* [Input data]:

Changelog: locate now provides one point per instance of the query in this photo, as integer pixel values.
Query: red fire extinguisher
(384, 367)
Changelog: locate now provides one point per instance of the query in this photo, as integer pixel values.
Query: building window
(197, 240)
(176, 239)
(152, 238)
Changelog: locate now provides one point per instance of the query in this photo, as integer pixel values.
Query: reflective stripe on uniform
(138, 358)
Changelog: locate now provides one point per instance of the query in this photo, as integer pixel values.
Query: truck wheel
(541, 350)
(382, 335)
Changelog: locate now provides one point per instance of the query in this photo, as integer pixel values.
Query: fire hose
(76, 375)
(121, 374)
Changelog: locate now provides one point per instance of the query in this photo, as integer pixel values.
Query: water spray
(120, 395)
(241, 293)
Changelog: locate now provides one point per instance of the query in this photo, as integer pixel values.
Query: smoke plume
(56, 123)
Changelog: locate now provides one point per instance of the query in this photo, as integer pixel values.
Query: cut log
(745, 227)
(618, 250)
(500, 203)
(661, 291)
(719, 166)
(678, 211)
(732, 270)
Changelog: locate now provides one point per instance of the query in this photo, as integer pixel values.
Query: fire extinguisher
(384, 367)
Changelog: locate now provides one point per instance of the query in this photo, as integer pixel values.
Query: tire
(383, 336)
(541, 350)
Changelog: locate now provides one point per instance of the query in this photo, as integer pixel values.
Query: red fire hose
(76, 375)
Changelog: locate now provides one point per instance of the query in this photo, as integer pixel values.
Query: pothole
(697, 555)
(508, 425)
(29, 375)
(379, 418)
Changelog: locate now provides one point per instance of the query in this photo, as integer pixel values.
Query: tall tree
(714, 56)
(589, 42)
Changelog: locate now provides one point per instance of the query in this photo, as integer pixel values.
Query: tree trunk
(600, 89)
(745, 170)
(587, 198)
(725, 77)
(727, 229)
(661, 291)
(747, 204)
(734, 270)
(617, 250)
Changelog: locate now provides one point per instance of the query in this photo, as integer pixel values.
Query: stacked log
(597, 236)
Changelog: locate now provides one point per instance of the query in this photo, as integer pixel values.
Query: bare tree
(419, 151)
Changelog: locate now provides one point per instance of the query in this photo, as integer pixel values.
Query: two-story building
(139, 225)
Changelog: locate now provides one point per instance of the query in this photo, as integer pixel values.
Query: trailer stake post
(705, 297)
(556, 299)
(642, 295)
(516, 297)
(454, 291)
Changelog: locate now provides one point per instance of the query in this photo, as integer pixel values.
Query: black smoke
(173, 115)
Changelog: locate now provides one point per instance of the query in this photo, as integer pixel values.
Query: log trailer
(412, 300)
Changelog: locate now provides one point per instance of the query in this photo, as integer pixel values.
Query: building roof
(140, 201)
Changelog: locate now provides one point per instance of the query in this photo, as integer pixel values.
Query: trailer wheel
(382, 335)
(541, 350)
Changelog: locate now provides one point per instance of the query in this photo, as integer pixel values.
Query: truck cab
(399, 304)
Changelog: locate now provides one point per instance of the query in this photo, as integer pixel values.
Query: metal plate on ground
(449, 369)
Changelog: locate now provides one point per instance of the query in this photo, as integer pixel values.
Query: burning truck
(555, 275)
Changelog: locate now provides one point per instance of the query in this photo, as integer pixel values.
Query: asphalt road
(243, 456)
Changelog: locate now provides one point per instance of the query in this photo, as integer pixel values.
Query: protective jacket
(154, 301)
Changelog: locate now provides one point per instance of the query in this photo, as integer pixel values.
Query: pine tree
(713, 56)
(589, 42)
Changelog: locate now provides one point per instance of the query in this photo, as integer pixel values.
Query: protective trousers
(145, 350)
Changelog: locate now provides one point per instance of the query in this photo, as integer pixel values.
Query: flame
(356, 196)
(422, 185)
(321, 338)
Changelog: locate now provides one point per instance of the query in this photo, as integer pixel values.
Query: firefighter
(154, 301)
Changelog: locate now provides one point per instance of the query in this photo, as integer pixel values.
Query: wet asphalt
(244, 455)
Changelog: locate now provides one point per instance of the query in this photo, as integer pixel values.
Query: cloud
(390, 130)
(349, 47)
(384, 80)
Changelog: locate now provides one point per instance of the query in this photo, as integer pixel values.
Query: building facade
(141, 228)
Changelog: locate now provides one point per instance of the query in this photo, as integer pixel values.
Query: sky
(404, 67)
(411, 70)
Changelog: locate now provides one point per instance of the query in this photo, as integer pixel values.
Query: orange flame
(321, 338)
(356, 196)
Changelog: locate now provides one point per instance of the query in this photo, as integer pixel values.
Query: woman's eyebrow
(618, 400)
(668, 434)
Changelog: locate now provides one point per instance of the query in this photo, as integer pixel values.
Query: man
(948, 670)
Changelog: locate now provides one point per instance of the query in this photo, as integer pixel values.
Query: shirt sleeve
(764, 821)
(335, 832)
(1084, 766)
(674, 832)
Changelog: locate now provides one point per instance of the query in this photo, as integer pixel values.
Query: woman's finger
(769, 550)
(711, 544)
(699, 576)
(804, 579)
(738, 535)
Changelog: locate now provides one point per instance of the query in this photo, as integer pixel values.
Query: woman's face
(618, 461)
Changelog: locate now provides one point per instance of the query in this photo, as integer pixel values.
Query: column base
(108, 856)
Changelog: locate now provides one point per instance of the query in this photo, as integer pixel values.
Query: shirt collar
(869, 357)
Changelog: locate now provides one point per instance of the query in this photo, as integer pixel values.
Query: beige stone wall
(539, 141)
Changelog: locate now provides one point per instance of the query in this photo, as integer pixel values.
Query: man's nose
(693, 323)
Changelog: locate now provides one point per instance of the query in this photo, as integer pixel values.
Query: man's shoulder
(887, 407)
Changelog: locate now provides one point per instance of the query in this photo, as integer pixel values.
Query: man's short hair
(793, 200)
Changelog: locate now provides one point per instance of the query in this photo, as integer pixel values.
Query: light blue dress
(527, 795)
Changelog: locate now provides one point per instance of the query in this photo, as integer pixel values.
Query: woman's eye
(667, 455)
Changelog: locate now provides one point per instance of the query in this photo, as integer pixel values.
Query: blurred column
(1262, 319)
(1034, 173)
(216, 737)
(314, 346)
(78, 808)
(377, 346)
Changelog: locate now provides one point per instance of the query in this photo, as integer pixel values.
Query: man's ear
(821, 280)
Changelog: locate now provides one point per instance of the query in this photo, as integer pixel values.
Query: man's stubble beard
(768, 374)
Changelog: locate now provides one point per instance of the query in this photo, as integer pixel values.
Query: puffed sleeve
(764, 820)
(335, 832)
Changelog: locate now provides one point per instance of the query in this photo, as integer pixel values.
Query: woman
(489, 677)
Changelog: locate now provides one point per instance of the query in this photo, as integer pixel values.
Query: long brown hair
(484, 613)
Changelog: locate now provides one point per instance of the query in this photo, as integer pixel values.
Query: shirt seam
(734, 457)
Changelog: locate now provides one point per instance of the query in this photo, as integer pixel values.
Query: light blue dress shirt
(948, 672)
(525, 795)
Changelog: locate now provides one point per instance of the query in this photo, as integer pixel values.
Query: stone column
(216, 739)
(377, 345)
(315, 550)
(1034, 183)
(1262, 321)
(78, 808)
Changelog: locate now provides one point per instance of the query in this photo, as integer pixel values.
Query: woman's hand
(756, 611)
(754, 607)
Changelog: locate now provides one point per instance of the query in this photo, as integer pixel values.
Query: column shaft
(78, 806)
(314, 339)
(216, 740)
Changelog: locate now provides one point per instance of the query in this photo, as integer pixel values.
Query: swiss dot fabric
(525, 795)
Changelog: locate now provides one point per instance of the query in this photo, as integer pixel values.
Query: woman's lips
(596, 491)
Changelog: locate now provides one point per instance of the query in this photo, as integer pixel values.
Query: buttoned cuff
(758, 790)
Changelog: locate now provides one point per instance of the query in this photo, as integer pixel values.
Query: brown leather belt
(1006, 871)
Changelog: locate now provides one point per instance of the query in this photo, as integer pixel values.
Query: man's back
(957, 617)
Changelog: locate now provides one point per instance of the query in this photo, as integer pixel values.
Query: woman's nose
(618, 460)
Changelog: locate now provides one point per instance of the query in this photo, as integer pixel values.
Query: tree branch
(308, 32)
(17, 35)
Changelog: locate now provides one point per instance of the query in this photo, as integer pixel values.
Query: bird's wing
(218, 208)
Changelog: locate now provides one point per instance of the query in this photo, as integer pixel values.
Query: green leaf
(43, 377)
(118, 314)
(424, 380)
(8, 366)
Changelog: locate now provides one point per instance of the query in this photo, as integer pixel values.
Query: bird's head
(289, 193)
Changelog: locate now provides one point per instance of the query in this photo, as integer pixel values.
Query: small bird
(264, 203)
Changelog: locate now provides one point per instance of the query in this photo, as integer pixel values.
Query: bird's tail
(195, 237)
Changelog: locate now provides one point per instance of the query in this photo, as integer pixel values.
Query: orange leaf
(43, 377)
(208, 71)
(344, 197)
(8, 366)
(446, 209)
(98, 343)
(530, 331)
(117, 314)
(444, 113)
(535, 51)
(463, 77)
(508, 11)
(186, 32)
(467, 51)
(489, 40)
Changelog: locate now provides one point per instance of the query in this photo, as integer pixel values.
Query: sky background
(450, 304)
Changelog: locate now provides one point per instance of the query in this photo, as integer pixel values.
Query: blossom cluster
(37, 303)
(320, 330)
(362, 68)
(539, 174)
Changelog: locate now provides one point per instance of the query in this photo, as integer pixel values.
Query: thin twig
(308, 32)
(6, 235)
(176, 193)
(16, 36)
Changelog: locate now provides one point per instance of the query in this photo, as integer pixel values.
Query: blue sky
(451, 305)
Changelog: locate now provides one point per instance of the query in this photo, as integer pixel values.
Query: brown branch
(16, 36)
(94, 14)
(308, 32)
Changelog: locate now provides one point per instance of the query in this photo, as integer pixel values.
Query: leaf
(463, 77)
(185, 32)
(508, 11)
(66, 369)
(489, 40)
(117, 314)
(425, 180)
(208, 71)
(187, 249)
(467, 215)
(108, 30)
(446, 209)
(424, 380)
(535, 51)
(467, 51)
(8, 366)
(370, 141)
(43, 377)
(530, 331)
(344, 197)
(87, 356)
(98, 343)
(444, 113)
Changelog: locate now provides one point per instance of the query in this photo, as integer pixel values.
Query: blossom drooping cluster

* [Given request]: Count the lines of the records that contain the string "branch" and give only the number.

* [Correct answer]: 2